- _What the task asks_: Reproduce every record below exactly as it appears.

- _Dataset content_:
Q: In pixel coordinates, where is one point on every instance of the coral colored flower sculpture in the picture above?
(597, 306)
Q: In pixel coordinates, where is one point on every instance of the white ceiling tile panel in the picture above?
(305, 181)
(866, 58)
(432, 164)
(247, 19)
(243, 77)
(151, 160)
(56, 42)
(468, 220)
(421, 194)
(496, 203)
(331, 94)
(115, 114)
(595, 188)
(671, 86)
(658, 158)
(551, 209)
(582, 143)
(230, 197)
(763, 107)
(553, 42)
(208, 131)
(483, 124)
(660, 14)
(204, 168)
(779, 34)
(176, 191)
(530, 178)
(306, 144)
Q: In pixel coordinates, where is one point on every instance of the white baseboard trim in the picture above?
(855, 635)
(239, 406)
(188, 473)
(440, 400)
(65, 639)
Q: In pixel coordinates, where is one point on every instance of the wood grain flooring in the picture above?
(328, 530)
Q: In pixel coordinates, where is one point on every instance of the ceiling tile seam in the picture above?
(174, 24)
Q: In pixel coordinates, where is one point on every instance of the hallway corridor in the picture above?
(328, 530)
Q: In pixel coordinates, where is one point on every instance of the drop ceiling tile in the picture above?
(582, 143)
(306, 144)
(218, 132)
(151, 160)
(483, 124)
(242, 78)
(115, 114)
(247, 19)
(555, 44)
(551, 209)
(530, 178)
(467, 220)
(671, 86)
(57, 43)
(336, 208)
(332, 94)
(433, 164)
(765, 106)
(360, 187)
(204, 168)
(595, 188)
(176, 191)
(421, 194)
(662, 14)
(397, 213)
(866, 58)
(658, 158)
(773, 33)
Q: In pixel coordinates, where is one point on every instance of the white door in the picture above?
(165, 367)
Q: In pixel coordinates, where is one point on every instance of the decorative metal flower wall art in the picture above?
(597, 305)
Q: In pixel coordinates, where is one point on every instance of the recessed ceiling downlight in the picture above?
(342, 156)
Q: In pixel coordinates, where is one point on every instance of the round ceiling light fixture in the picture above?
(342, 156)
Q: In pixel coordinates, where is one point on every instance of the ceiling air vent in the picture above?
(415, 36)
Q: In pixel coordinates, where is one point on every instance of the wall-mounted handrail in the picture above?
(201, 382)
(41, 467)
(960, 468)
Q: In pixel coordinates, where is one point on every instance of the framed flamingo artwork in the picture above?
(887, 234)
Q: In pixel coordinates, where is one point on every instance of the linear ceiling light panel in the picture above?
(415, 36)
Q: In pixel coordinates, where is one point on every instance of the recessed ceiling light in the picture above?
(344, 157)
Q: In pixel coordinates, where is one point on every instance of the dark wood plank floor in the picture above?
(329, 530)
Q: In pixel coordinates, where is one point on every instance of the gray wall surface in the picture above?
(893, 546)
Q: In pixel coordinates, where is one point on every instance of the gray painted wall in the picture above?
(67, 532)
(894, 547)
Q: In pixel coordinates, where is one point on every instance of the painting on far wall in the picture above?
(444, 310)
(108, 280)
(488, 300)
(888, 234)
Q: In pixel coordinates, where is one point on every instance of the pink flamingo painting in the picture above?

- _Written answer_:
Q: In pixel coordinates, where is one point on every instance of the coral colored flower sculpture in the picture above?
(597, 306)
Q: In pixel coordinates, where is one point on every instance of the white ceiling tile panel in the picture above?
(305, 181)
(866, 58)
(432, 164)
(247, 19)
(243, 77)
(151, 160)
(56, 42)
(468, 220)
(421, 194)
(496, 203)
(331, 94)
(115, 114)
(595, 188)
(671, 86)
(658, 158)
(551, 209)
(582, 143)
(230, 197)
(763, 107)
(553, 42)
(208, 131)
(483, 124)
(660, 14)
(204, 168)
(779, 34)
(176, 191)
(530, 178)
(306, 144)
Q: In pixel coordinates, where is one point on every instance of the white baseboard trim in the picture above?
(855, 635)
(239, 406)
(188, 473)
(440, 400)
(65, 639)
Q: In pixel coordinates, where is one point on every instance of the wood grain flooring in the picture above?
(328, 530)
Q: In pixel coordinates, where is one point on every instance of the ceiling tile seam in the picture above?
(174, 24)
Q: In pixel coordinates, where is one point on every instance of the hallway corridor in the picture above?
(328, 530)
Q: In pixel coordinates, where is one point on every instance of the drop ceiling tile in the picture above?
(582, 143)
(306, 144)
(218, 132)
(151, 160)
(483, 124)
(242, 78)
(115, 114)
(247, 19)
(555, 44)
(551, 209)
(530, 178)
(467, 220)
(671, 86)
(57, 43)
(336, 208)
(332, 94)
(433, 164)
(765, 106)
(360, 187)
(204, 168)
(595, 188)
(176, 191)
(421, 194)
(662, 14)
(397, 213)
(866, 58)
(658, 158)
(773, 33)
Q: In pixel coordinates, where is one point on every instance of the white door in the picture above?
(165, 367)
Q: In pixel coordinates, where is one point on every instance of the decorative metal flower wall art in the picture above?
(597, 305)
Q: In pixel coordinates, where is one point on every instance of the recessed ceiling downlight in the picture above?
(342, 156)
Q: In pixel coordinates, where is one point on every instance of the round ceiling light fixture in the picture above?
(342, 156)
Q: In pixel coordinates, where is one point on every instance of the ceiling air vent in the picture above?
(415, 36)
Q: In pixel coordinates, where is one point on every instance of the wall-mounted handrail in the picture above?
(201, 382)
(41, 467)
(960, 468)
Q: In pixel coordinates, where is one point on every instance of the framed flamingo artwork in the picture above?
(887, 234)
Q: In pixel coordinates, where is one point on every instance of the linear ceiling light panel in the picture above?
(415, 36)
Q: In pixel coordinates, where is one point on every instance of the recessed ceiling light in the picture above?
(344, 157)
Q: In pixel coordinates, where is one point on every instance of the dark wood plank floor in the picture above?
(329, 530)
Q: In pixel coordinates, where is one point on every instance of the gray wall surface in the picture above?
(893, 546)
Q: In pixel coordinates, where is one point on every instance of the gray painted wall in the picture above?
(67, 532)
(894, 547)
Q: In pixel coordinates, where is one point on every instance of the painting on far wall in the picture above?
(444, 310)
(108, 280)
(488, 300)
(888, 234)
Q: In pixel coordinates, where is one point on every instance of the pink flamingo painting in the picture above?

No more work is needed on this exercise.